= Job =
Copy all of the material below word for word, leaving out the pictures.

= Point labeling data based on photos =
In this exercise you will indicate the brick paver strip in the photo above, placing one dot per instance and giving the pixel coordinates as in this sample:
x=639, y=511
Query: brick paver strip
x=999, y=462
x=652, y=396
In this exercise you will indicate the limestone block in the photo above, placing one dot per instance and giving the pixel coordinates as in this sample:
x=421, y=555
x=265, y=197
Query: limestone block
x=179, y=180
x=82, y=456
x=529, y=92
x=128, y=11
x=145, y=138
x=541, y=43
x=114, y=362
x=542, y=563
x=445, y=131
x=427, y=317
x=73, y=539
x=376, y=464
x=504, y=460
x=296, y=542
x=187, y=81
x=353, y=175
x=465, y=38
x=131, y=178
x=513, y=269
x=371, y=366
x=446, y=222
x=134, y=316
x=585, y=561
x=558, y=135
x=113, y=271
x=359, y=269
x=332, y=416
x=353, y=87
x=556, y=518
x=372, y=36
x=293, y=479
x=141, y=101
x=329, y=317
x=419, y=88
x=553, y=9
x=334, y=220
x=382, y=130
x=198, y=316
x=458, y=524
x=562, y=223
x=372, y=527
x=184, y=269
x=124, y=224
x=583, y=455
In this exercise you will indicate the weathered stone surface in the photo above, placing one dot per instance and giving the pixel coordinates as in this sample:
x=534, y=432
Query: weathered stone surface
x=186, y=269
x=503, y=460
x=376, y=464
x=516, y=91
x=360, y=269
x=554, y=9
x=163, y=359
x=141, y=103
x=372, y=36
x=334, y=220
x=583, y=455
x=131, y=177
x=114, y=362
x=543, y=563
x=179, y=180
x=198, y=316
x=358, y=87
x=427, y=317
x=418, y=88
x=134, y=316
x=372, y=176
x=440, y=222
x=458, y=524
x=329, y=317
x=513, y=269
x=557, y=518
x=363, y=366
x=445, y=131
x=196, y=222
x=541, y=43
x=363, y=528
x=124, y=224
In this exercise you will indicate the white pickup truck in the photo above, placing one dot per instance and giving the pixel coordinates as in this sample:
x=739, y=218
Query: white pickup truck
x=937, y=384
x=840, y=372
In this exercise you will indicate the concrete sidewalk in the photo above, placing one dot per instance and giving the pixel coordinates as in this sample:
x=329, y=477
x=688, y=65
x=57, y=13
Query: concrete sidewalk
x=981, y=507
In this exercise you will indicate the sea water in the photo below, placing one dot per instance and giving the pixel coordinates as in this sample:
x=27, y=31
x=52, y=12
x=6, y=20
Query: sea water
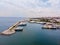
x=32, y=34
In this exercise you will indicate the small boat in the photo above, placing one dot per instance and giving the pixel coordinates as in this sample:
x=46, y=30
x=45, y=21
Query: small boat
x=32, y=21
x=19, y=29
x=49, y=26
x=22, y=24
x=41, y=22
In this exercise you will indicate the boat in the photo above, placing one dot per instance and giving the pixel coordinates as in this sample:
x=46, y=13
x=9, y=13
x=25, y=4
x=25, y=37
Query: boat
x=50, y=26
x=41, y=22
x=32, y=21
x=19, y=29
x=22, y=24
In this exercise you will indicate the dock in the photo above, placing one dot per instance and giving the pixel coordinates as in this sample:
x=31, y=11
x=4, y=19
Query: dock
x=11, y=30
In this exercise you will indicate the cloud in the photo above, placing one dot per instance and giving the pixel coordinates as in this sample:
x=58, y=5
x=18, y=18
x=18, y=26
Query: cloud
x=27, y=8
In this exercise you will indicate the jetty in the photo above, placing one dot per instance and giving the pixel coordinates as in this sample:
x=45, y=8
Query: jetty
x=11, y=30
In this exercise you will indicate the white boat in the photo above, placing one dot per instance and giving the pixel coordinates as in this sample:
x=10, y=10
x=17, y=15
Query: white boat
x=41, y=22
x=19, y=29
x=22, y=24
x=32, y=21
x=49, y=26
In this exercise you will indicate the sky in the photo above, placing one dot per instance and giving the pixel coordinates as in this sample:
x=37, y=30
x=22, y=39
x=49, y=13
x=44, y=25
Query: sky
x=29, y=8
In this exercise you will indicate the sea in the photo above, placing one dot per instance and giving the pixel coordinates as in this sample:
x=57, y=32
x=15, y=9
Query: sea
x=32, y=34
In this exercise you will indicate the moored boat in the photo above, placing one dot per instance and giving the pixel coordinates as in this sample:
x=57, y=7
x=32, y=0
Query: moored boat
x=50, y=26
x=22, y=24
x=19, y=29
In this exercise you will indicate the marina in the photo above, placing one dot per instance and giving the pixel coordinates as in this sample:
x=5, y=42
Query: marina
x=32, y=34
x=14, y=28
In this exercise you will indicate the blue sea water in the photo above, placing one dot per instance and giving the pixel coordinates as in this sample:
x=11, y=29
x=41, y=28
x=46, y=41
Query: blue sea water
x=32, y=34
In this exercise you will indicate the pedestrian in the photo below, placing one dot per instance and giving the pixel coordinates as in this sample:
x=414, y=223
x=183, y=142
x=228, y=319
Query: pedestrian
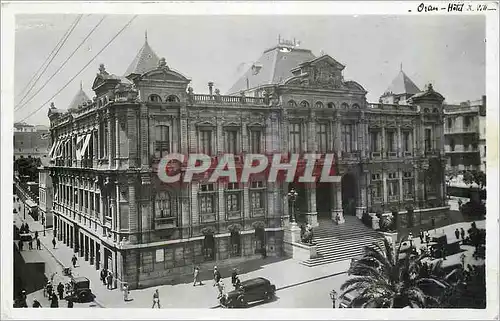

= Exercise output =
In this exercise you will indicate the brick paver strip in the photo above, placing one dot per instance and giving the pixel coordinates as in this sample:
x=639, y=511
Query: brick paver strip
x=999, y=462
x=652, y=396
In this exercise you will indicate the limestone block in the photo above, placing one dot per instance and giving the pixel coordinates as in this sample:
x=421, y=555
x=265, y=197
Query: limestone block
x=179, y=180
x=82, y=456
x=529, y=92
x=128, y=11
x=145, y=138
x=541, y=43
x=114, y=362
x=542, y=563
x=445, y=131
x=427, y=317
x=73, y=539
x=376, y=464
x=504, y=460
x=296, y=542
x=187, y=81
x=353, y=175
x=465, y=38
x=131, y=178
x=513, y=269
x=371, y=366
x=446, y=222
x=134, y=316
x=585, y=561
x=558, y=135
x=113, y=271
x=359, y=269
x=332, y=416
x=353, y=87
x=556, y=518
x=372, y=36
x=293, y=479
x=141, y=101
x=329, y=317
x=419, y=88
x=553, y=9
x=334, y=220
x=382, y=130
x=198, y=316
x=458, y=524
x=562, y=223
x=372, y=527
x=184, y=269
x=124, y=224
x=583, y=455
In this exercise you will indicate the weathered stone surface in the photo above, placing one dot per instance and giving the pixel coordinates as in this sample:
x=534, y=432
Query: weathered stone surface
x=186, y=269
x=503, y=460
x=376, y=464
x=516, y=91
x=360, y=269
x=554, y=9
x=163, y=359
x=141, y=103
x=372, y=36
x=334, y=220
x=583, y=455
x=131, y=177
x=114, y=362
x=543, y=563
x=179, y=180
x=198, y=316
x=358, y=87
x=427, y=317
x=418, y=88
x=134, y=316
x=372, y=176
x=440, y=222
x=458, y=524
x=329, y=317
x=513, y=269
x=557, y=518
x=363, y=366
x=445, y=131
x=196, y=222
x=541, y=43
x=363, y=528
x=124, y=224
In this exercise you will indicate the white pickup truck in the photo above, placing one dot per instance and giving the pixel coordinates as in this sample:
x=739, y=218
Query: white pickup truck
x=937, y=384
x=840, y=372
In this exercise you will indicate the concrete sidewalk in the photo above, placing one dot per instance and giving the pixel coordinates as in this sample:
x=329, y=477
x=688, y=65
x=57, y=13
Query: concrete sidewalk
x=981, y=507
In this exercise you will indicate the sea water in the photo below, placing one dot per instance and giving the pixel coordinates as in this sample:
x=27, y=31
x=52, y=12
x=6, y=20
Query: sea water
x=32, y=34
In this exercise you will indicate the small boat in the photo above, placing one dot per instance and giving the pixel coordinates as in this sample:
x=46, y=30
x=45, y=21
Query: small boat
x=32, y=21
x=19, y=29
x=49, y=26
x=22, y=24
x=41, y=22
In this exercise you will indicate the boat in the photo above, placing one dot per instance and giving the pixel coordinates as in this sample:
x=46, y=13
x=9, y=13
x=25, y=4
x=25, y=37
Query: boat
x=50, y=26
x=41, y=22
x=32, y=21
x=19, y=29
x=22, y=24
In this exercise you will indicate the dock in the photo above, placing one dot per instance and giving the pixel coordinates as in this sample:
x=31, y=11
x=4, y=19
Query: dock
x=11, y=30
In this exercise you will indicate the cloud in the photo above, placing one dot per instance and giving the pixel coordinates as in this sample:
x=58, y=5
x=18, y=18
x=18, y=26
Query: cloud
x=27, y=8
In this exercise you will indicate the jetty in the photo above, placing one dot per instance and giving the pixel coordinates as in this sample:
x=45, y=8
Query: jetty
x=11, y=30
In this exercise you will indicate the white boat in the photo above, placing one dot per instance and giving the pixel coordinates as in this sample:
x=10, y=10
x=17, y=15
Query: white boat
x=41, y=22
x=19, y=29
x=22, y=24
x=32, y=21
x=49, y=26
In this exercise you will indicate the sky in the photo above, placing one dot per instance and giving the pixel coordinates as in this sample:
x=37, y=30
x=22, y=39
x=49, y=13
x=44, y=25
Query: sky
x=29, y=8
In this exercise you will indicate the sea in the photo above, placing one dot per instance and giving the pixel coordinates as in this sample:
x=57, y=32
x=15, y=9
Query: sea
x=32, y=34
In this exercise you will indicate the moored boat in the photo above, placing one dot per instance and giving the pixel coordinates as in this sample:
x=57, y=7
x=32, y=0
Query: moored boat
x=50, y=26
x=22, y=24
x=19, y=29
In this exercise you will indicate the marina in the photo above, placing one dot per instance and giving the pixel coordinates as in this sample:
x=5, y=42
Query: marina
x=32, y=34
x=14, y=28
In this exercise you will indicate the blue sea water in the photo above, placing one dot per instance and giving the pixel coordinates as in this sample:
x=11, y=29
x=41, y=28
x=46, y=41
Query: blue sea water
x=32, y=34
In this exercise you will indicate the pedestrian in the photo below, placing one dot per instance and giving the pixel coordinates as in this sample:
x=414, y=223
x=183, y=142
x=228, y=319
Query: pedestrian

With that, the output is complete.